Data supplied:
+++
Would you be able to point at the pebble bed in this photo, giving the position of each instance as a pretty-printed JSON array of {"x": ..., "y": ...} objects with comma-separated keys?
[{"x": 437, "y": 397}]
+++
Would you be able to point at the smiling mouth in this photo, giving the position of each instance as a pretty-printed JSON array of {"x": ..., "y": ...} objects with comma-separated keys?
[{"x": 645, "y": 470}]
+++
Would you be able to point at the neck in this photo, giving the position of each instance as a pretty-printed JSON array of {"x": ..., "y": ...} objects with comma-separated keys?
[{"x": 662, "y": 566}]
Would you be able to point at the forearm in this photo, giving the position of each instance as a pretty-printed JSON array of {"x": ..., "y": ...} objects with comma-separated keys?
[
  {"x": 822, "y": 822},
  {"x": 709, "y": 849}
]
+++
Please identify every line above that contains the string "JSON" and copy each of those lines out in full. Case counts.

Would you be able to point at the pebble bed in this photo, giving the position of each instance as a pretty-printed JSON array of {"x": ..., "y": ...} objects with comma-separated keys?
Would you be able to point at the smiling mouth in this photo, giving the position of each instance as a pretty-printed JSON array of {"x": ..., "y": ...} objects with comma-separated keys?
Would you be able to point at the neck in this photo, giving the position of each instance as a pretty-printed JSON array of {"x": ..., "y": ...} objects with comma-separated keys?
Would you be able to point at the forearm in this photo, giving the position of each instance as a pretty-printed JSON array of {"x": ..., "y": ...} objects with comma-separated keys?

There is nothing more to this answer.